Problems to work on
• a. Decide whether each statement agrees with the Bali article, answering yes or no and quoting the words that settle it: (i) The Balinese took mass revenge against non-Balinese minorities on the island. (ii) After the first bombings, the Balinese organized an island-wide religious ceremony for spiritual purification. (iii) Print media around the world ran articles with titles such as "Paradise in Flames."
• b. Answer these questions from the Bali article:
(i) What did the atrocities prompt a great deal of for the Balinese?
(ii) Whom did the Balinese allow to administer justice?
(iii) What were the people moving to the beach dressed in on the day of the ceremony?

Extract
Bali: Paradise Replaced?
In years past there were several terrorist bombings in Bali which inflicted terrible suffering, they will be remembered as a defining moment in Bali’s history. These atrocities prompted a great deal of soul searching for the Balinese, it made them take a hard look at who they are and what their island is becoming.
There was also a lot of attention from the world towards Bali at the time of these tragedies, articles appeared in various print media around the world with titles like, “Paradise in Flames” or “Paradise lost”. These articles seem to imply that the bombs ruined something essential to Bali, but this has to be proved short-sighted, and several important things were overlooked in the chaos of that time.
First there was the incredible amount of self-restraint shown by the Balinese in the aftermath of this violence, there was no mass revenge or vigilant style mob action taken against the non-Balinese minorities on the island, whether they be other Indonesians or foreigners. In spite of the realisation that this tragedy would cause them deep problems for the foreseeable future, the Balinese were able to trust enough in their culture and society to allow their government to administer justice in an orderly manner. They were able to contain their anger and frustration and avoid creating the cycle of violence that has become the pattern of all to common in the world. The bomber tried to turn Bali into another Sarajevo, Beirut, Dublin, Jerusalem, Somalia, Darfur or Kashmir, but the Balinese did not permit this to happen, and this is a triumph in itself.
But they were able to go beyond self-restraint, They were able to act, and to act in a way that was truly beautiful. In the aftermath of the first bombings they organised an island wide religious ceremony for spiritual purification. For people familiar with the Balinese ways, this wasn’t surprising because this type of spiritual instinct is deeply ingrained in the Balinese psyche. In fact the process or organising and participating in this ceremony appeared to happen automatically. On the day of the ceremony, there just seemed to be a general sense of motion to the beach of people in their ceremonial dress.

Image-grounded pointing data:
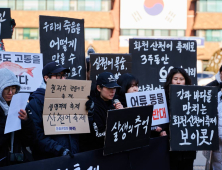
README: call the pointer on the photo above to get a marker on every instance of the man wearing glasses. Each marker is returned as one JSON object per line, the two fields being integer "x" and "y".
{"x": 48, "y": 146}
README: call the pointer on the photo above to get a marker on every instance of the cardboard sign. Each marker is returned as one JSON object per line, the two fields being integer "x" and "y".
{"x": 94, "y": 160}
{"x": 194, "y": 124}
{"x": 26, "y": 66}
{"x": 156, "y": 98}
{"x": 5, "y": 23}
{"x": 64, "y": 107}
{"x": 117, "y": 64}
{"x": 62, "y": 40}
{"x": 128, "y": 129}
{"x": 153, "y": 59}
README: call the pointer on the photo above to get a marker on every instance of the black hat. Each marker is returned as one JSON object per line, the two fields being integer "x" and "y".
{"x": 107, "y": 79}
{"x": 53, "y": 67}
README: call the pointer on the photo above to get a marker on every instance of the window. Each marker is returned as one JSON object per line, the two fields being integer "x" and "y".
{"x": 209, "y": 6}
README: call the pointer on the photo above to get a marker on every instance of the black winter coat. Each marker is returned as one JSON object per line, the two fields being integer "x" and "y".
{"x": 48, "y": 146}
{"x": 99, "y": 120}
{"x": 22, "y": 138}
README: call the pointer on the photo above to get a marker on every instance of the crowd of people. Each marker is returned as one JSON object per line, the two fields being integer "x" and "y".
{"x": 13, "y": 146}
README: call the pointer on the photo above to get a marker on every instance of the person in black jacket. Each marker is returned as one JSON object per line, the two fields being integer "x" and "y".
{"x": 179, "y": 160}
{"x": 12, "y": 145}
{"x": 105, "y": 90}
{"x": 218, "y": 78}
{"x": 49, "y": 146}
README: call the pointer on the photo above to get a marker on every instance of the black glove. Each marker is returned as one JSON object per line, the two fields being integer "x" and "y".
{"x": 89, "y": 104}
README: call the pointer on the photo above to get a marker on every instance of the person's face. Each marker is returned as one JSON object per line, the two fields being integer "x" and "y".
{"x": 134, "y": 88}
{"x": 8, "y": 92}
{"x": 61, "y": 75}
{"x": 178, "y": 79}
{"x": 106, "y": 93}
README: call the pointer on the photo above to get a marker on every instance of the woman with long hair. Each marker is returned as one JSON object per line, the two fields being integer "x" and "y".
{"x": 179, "y": 160}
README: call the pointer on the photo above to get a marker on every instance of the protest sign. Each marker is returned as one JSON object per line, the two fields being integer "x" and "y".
{"x": 127, "y": 129}
{"x": 153, "y": 59}
{"x": 193, "y": 124}
{"x": 62, "y": 40}
{"x": 64, "y": 107}
{"x": 5, "y": 23}
{"x": 117, "y": 64}
{"x": 142, "y": 159}
{"x": 26, "y": 66}
{"x": 156, "y": 98}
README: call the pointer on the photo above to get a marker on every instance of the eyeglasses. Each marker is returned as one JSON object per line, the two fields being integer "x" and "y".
{"x": 10, "y": 88}
{"x": 59, "y": 75}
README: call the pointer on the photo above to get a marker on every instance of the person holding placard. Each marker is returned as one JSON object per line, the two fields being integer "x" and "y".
{"x": 105, "y": 91}
{"x": 12, "y": 145}
{"x": 179, "y": 160}
{"x": 49, "y": 146}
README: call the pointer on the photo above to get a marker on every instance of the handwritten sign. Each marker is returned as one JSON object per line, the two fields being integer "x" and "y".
{"x": 156, "y": 98}
{"x": 64, "y": 107}
{"x": 193, "y": 124}
{"x": 117, "y": 64}
{"x": 153, "y": 59}
{"x": 26, "y": 66}
{"x": 62, "y": 40}
{"x": 5, "y": 23}
{"x": 128, "y": 132}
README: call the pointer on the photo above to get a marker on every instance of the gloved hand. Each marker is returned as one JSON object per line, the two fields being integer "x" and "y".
{"x": 67, "y": 152}
{"x": 90, "y": 106}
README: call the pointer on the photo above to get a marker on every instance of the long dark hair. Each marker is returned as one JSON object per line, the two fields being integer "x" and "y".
{"x": 126, "y": 81}
{"x": 172, "y": 72}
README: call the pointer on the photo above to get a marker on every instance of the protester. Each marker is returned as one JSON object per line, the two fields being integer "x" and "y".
{"x": 12, "y": 145}
{"x": 218, "y": 78}
{"x": 50, "y": 145}
{"x": 179, "y": 160}
{"x": 105, "y": 90}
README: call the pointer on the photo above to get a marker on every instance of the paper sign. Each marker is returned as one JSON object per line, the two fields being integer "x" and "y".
{"x": 19, "y": 101}
{"x": 64, "y": 107}
{"x": 26, "y": 66}
{"x": 156, "y": 98}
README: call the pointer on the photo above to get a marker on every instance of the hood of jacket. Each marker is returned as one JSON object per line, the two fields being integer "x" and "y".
{"x": 7, "y": 78}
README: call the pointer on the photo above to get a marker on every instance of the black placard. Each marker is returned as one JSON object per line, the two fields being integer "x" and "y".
{"x": 117, "y": 64}
{"x": 62, "y": 40}
{"x": 5, "y": 23}
{"x": 153, "y": 59}
{"x": 128, "y": 129}
{"x": 193, "y": 124}
{"x": 143, "y": 158}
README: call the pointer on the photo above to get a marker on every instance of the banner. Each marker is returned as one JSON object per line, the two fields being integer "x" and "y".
{"x": 156, "y": 98}
{"x": 153, "y": 60}
{"x": 127, "y": 129}
{"x": 26, "y": 66}
{"x": 194, "y": 124}
{"x": 62, "y": 40}
{"x": 117, "y": 64}
{"x": 5, "y": 23}
{"x": 148, "y": 157}
{"x": 64, "y": 107}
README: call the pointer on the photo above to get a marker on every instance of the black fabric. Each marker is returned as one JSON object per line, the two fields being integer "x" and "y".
{"x": 214, "y": 83}
{"x": 48, "y": 146}
{"x": 22, "y": 138}
{"x": 99, "y": 120}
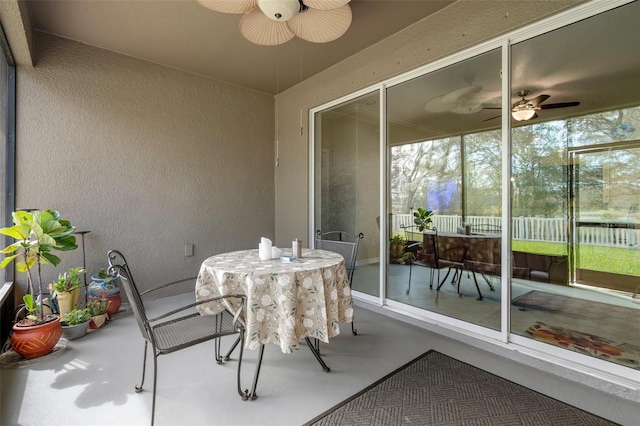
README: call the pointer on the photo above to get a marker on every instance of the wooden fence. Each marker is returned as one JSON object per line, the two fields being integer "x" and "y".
{"x": 535, "y": 229}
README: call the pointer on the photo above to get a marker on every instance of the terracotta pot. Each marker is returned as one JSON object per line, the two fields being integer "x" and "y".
{"x": 98, "y": 321}
{"x": 113, "y": 304}
{"x": 36, "y": 340}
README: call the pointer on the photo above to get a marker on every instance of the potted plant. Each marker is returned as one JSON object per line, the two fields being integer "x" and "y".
{"x": 396, "y": 248}
{"x": 67, "y": 290}
{"x": 36, "y": 235}
{"x": 98, "y": 310}
{"x": 422, "y": 218}
{"x": 75, "y": 323}
{"x": 105, "y": 286}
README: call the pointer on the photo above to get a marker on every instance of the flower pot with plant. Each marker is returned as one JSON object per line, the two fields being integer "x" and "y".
{"x": 423, "y": 218}
{"x": 396, "y": 248}
{"x": 36, "y": 235}
{"x": 105, "y": 286}
{"x": 98, "y": 310}
{"x": 67, "y": 290}
{"x": 75, "y": 323}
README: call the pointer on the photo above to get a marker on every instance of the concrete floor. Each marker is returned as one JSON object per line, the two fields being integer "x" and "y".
{"x": 92, "y": 381}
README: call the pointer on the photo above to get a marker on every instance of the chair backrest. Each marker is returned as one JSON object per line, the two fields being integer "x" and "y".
{"x": 118, "y": 266}
{"x": 429, "y": 253}
{"x": 343, "y": 243}
{"x": 451, "y": 248}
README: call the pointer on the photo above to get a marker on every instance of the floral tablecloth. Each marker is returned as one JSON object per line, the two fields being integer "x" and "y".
{"x": 286, "y": 301}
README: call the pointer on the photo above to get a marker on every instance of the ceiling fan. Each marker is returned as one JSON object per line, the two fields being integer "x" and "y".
{"x": 526, "y": 109}
{"x": 273, "y": 22}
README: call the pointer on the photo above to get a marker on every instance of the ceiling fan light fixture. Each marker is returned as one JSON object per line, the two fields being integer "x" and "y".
{"x": 279, "y": 10}
{"x": 260, "y": 30}
{"x": 321, "y": 26}
{"x": 523, "y": 114}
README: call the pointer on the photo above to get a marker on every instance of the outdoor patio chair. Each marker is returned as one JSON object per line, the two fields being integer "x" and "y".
{"x": 426, "y": 254}
{"x": 343, "y": 243}
{"x": 483, "y": 257}
{"x": 180, "y": 328}
{"x": 451, "y": 251}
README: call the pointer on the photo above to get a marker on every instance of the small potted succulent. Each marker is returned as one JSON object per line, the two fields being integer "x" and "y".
{"x": 67, "y": 290}
{"x": 98, "y": 310}
{"x": 104, "y": 286}
{"x": 75, "y": 323}
{"x": 396, "y": 248}
{"x": 422, "y": 218}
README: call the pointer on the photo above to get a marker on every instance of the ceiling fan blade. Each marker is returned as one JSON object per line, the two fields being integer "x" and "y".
{"x": 325, "y": 4}
{"x": 229, "y": 6}
{"x": 256, "y": 27}
{"x": 559, "y": 105}
{"x": 437, "y": 105}
{"x": 538, "y": 100}
{"x": 321, "y": 26}
{"x": 458, "y": 94}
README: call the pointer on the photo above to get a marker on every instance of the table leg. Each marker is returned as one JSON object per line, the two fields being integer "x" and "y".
{"x": 317, "y": 355}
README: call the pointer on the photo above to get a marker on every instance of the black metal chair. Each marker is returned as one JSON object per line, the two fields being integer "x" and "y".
{"x": 426, "y": 254}
{"x": 345, "y": 244}
{"x": 180, "y": 328}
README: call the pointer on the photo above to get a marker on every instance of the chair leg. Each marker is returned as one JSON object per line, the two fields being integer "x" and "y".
{"x": 144, "y": 368}
{"x": 443, "y": 280}
{"x": 227, "y": 357}
{"x": 317, "y": 355}
{"x": 475, "y": 280}
{"x": 155, "y": 381}
{"x": 246, "y": 395}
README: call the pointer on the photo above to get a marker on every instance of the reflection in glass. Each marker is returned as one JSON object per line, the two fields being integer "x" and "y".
{"x": 347, "y": 180}
{"x": 576, "y": 189}
{"x": 445, "y": 158}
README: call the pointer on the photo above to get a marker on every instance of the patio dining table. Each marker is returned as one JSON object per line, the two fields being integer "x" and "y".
{"x": 286, "y": 300}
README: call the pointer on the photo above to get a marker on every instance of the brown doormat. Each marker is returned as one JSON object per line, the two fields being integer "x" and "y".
{"x": 435, "y": 389}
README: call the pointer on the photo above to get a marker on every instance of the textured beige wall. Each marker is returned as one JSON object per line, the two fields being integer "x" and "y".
{"x": 145, "y": 157}
{"x": 459, "y": 26}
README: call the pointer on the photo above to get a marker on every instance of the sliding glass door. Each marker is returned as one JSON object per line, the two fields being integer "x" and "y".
{"x": 569, "y": 206}
{"x": 347, "y": 180}
{"x": 444, "y": 140}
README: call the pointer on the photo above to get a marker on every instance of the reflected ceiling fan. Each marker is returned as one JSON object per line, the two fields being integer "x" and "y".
{"x": 273, "y": 22}
{"x": 526, "y": 109}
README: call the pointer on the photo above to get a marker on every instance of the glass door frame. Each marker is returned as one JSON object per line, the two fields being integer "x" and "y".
{"x": 503, "y": 337}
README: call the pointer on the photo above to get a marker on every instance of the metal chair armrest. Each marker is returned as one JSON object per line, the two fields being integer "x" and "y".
{"x": 167, "y": 285}
{"x": 236, "y": 315}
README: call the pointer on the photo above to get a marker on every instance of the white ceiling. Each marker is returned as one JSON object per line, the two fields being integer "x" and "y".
{"x": 595, "y": 62}
{"x": 184, "y": 35}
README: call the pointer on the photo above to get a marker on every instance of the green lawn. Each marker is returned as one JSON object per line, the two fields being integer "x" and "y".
{"x": 596, "y": 258}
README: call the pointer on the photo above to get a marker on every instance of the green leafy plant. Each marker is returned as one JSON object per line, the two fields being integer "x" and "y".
{"x": 37, "y": 234}
{"x": 76, "y": 316}
{"x": 397, "y": 239}
{"x": 32, "y": 307}
{"x": 69, "y": 281}
{"x": 97, "y": 306}
{"x": 422, "y": 218}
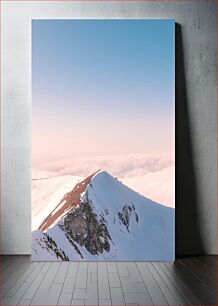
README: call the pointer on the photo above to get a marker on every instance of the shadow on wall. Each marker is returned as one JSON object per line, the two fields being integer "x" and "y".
{"x": 188, "y": 233}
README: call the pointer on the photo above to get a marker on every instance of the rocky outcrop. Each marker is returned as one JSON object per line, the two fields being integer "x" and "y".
{"x": 81, "y": 225}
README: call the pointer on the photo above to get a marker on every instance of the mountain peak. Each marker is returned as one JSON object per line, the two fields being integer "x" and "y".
{"x": 70, "y": 200}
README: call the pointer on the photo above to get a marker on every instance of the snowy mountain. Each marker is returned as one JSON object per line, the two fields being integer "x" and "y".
{"x": 102, "y": 219}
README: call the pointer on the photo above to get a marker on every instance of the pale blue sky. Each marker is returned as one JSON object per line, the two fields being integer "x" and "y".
{"x": 97, "y": 78}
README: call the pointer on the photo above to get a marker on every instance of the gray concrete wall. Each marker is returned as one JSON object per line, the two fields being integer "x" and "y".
{"x": 195, "y": 109}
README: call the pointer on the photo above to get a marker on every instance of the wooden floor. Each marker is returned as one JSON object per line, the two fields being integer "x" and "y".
{"x": 188, "y": 281}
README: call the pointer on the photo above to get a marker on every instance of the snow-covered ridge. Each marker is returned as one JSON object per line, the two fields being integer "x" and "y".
{"x": 102, "y": 219}
{"x": 70, "y": 200}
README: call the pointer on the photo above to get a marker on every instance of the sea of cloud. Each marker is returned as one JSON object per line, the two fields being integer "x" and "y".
{"x": 150, "y": 174}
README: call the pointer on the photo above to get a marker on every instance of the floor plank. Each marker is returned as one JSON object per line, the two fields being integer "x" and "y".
{"x": 188, "y": 281}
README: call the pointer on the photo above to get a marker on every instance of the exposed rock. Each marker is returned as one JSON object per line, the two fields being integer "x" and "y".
{"x": 81, "y": 225}
{"x": 125, "y": 215}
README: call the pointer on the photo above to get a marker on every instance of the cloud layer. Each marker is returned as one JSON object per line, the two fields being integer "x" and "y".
{"x": 150, "y": 174}
{"x": 121, "y": 166}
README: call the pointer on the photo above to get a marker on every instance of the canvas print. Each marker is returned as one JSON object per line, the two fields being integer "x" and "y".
{"x": 103, "y": 140}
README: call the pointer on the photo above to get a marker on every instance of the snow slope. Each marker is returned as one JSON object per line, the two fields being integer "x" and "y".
{"x": 47, "y": 192}
{"x": 110, "y": 222}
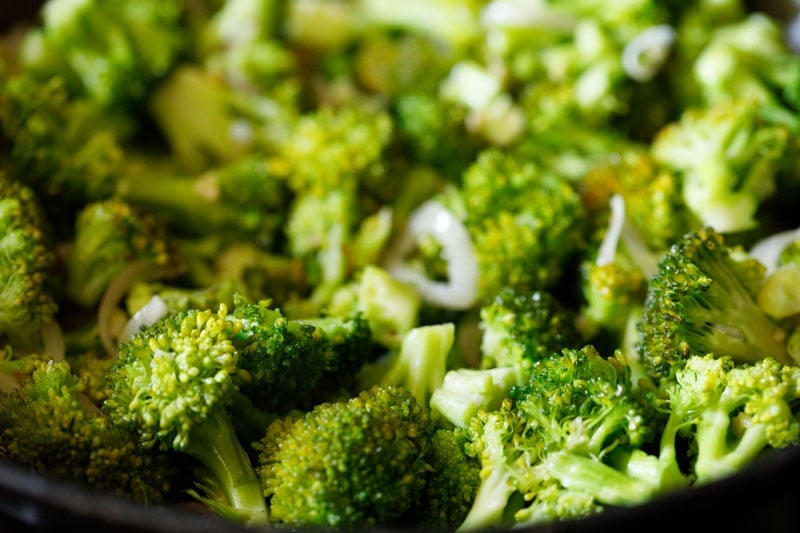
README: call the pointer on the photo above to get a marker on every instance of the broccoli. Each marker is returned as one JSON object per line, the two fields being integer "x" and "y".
{"x": 109, "y": 235}
{"x": 356, "y": 463}
{"x": 525, "y": 223}
{"x": 702, "y": 300}
{"x": 732, "y": 413}
{"x": 242, "y": 200}
{"x": 113, "y": 51}
{"x": 520, "y": 328}
{"x": 172, "y": 384}
{"x": 749, "y": 58}
{"x": 289, "y": 364}
{"x": 66, "y": 149}
{"x": 727, "y": 156}
{"x": 466, "y": 391}
{"x": 451, "y": 484}
{"x": 29, "y": 303}
{"x": 419, "y": 365}
{"x": 557, "y": 441}
{"x": 234, "y": 123}
{"x": 48, "y": 425}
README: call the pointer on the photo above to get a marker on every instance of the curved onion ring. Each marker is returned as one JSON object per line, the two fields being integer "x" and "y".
{"x": 119, "y": 286}
{"x": 645, "y": 54}
{"x": 150, "y": 313}
{"x": 769, "y": 249}
{"x": 432, "y": 218}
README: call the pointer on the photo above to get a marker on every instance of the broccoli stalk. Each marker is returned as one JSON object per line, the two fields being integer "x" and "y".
{"x": 48, "y": 425}
{"x": 173, "y": 383}
{"x": 356, "y": 463}
{"x": 702, "y": 300}
{"x": 419, "y": 365}
{"x": 734, "y": 411}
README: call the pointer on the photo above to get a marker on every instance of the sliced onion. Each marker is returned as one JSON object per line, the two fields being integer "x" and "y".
{"x": 461, "y": 289}
{"x": 53, "y": 341}
{"x": 646, "y": 53}
{"x": 516, "y": 14}
{"x": 150, "y": 313}
{"x": 608, "y": 248}
{"x": 768, "y": 250}
{"x": 119, "y": 286}
{"x": 8, "y": 383}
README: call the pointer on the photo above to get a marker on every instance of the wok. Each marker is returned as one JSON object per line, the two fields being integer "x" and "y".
{"x": 763, "y": 497}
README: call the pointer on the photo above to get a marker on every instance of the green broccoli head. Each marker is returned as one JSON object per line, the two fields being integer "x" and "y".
{"x": 524, "y": 222}
{"x": 582, "y": 402}
{"x": 172, "y": 384}
{"x": 451, "y": 484}
{"x": 109, "y": 235}
{"x": 114, "y": 51}
{"x": 288, "y": 363}
{"x": 359, "y": 463}
{"x": 49, "y": 426}
{"x": 733, "y": 412}
{"x": 727, "y": 156}
{"x": 64, "y": 148}
{"x": 520, "y": 328}
{"x": 28, "y": 262}
{"x": 702, "y": 300}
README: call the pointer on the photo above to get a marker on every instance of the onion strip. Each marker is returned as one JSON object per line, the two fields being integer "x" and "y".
{"x": 119, "y": 286}
{"x": 432, "y": 218}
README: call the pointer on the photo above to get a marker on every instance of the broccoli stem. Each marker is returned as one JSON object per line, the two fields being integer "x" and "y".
{"x": 605, "y": 483}
{"x": 491, "y": 499}
{"x": 716, "y": 455}
{"x": 738, "y": 327}
{"x": 215, "y": 445}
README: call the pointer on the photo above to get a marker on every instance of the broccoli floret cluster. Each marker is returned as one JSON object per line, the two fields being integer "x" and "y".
{"x": 428, "y": 263}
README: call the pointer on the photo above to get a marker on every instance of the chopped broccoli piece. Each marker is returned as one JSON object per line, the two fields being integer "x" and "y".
{"x": 48, "y": 425}
{"x": 172, "y": 384}
{"x": 702, "y": 300}
{"x": 357, "y": 463}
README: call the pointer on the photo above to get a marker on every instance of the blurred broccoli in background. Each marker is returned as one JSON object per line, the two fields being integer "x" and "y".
{"x": 436, "y": 264}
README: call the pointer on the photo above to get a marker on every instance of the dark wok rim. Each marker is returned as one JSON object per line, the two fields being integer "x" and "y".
{"x": 760, "y": 498}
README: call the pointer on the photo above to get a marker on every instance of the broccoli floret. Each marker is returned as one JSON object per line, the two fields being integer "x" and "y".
{"x": 48, "y": 425}
{"x": 433, "y": 131}
{"x": 702, "y": 300}
{"x": 733, "y": 413}
{"x": 749, "y": 59}
{"x": 64, "y": 148}
{"x": 234, "y": 122}
{"x": 451, "y": 484}
{"x": 358, "y": 463}
{"x": 242, "y": 200}
{"x": 727, "y": 156}
{"x": 172, "y": 384}
{"x": 525, "y": 222}
{"x": 519, "y": 328}
{"x": 109, "y": 235}
{"x": 569, "y": 442}
{"x": 29, "y": 305}
{"x": 115, "y": 51}
{"x": 291, "y": 363}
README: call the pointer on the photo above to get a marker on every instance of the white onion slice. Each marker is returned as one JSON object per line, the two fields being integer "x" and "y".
{"x": 8, "y": 383}
{"x": 150, "y": 313}
{"x": 118, "y": 287}
{"x": 53, "y": 341}
{"x": 768, "y": 250}
{"x": 461, "y": 289}
{"x": 608, "y": 248}
{"x": 645, "y": 54}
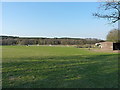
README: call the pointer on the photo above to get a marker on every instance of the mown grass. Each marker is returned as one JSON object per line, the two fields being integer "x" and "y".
{"x": 58, "y": 67}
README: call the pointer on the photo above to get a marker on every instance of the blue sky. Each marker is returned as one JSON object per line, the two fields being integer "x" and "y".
{"x": 53, "y": 19}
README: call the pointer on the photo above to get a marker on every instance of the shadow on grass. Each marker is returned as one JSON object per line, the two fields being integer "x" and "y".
{"x": 95, "y": 71}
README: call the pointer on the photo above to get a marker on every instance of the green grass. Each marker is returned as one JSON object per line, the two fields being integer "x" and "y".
{"x": 58, "y": 67}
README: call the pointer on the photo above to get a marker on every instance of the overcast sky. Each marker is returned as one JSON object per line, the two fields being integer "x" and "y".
{"x": 53, "y": 19}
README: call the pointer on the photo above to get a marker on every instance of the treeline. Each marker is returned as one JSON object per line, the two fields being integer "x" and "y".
{"x": 11, "y": 40}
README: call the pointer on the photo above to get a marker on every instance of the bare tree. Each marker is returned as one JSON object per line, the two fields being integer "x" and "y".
{"x": 110, "y": 10}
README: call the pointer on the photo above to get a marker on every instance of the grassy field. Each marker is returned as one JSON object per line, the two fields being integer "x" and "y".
{"x": 58, "y": 67}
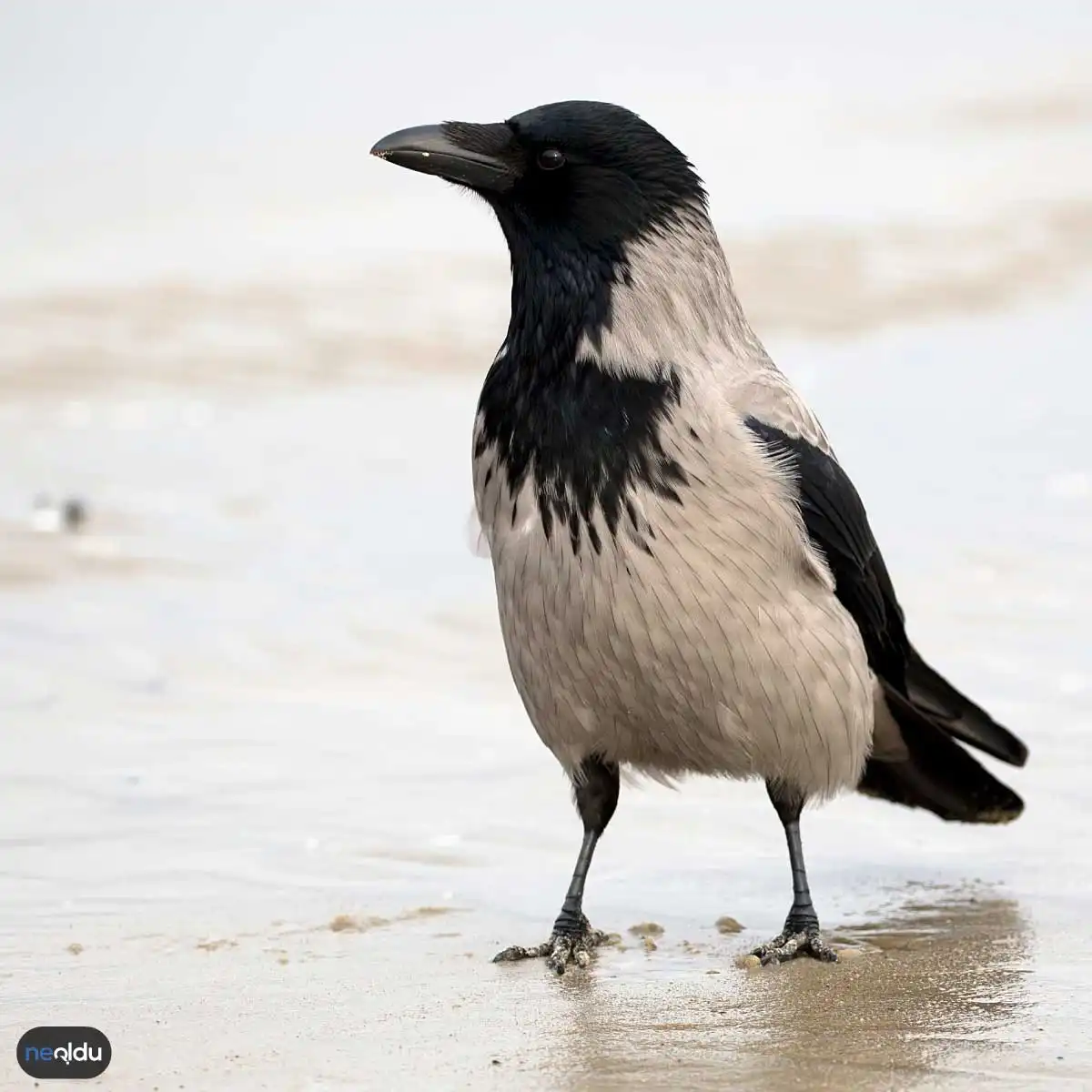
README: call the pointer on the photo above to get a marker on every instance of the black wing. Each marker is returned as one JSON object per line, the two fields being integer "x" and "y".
{"x": 931, "y": 713}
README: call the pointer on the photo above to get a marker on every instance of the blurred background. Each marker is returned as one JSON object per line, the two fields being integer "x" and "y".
{"x": 259, "y": 749}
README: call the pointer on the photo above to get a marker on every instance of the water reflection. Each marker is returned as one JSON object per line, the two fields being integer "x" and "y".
{"x": 938, "y": 984}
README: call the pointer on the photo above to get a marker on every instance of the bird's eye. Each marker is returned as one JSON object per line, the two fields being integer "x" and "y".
{"x": 551, "y": 158}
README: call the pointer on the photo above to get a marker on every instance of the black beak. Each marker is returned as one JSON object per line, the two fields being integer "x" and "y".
{"x": 431, "y": 151}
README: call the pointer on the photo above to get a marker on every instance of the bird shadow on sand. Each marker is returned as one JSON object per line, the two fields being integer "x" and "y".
{"x": 938, "y": 988}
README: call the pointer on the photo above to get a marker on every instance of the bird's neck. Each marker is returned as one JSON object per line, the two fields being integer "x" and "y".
{"x": 661, "y": 301}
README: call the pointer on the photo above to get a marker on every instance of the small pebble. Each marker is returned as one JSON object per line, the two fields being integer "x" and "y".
{"x": 647, "y": 929}
{"x": 729, "y": 925}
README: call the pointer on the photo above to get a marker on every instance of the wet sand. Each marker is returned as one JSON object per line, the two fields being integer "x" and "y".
{"x": 270, "y": 801}
{"x": 272, "y": 804}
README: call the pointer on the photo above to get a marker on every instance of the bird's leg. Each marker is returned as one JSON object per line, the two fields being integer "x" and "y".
{"x": 801, "y": 935}
{"x": 595, "y": 789}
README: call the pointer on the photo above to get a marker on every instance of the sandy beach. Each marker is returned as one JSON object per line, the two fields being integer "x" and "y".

Solution list
• a.
(i) No: "there was no mass revenge or vigilant style mob action taken against the non-Balinese minorities on the island"
(ii) Yes: "In the aftermath of the first bombings they organised an island wide religious ceremony for spiritual purification."
(iii) Yes: "articles appeared in various print media around the world with titles like, “Paradise in Flames” or “Paradise lost”"

• b.
(i) Soul searching.
(ii) Their government.
(iii) Ceremonial dress.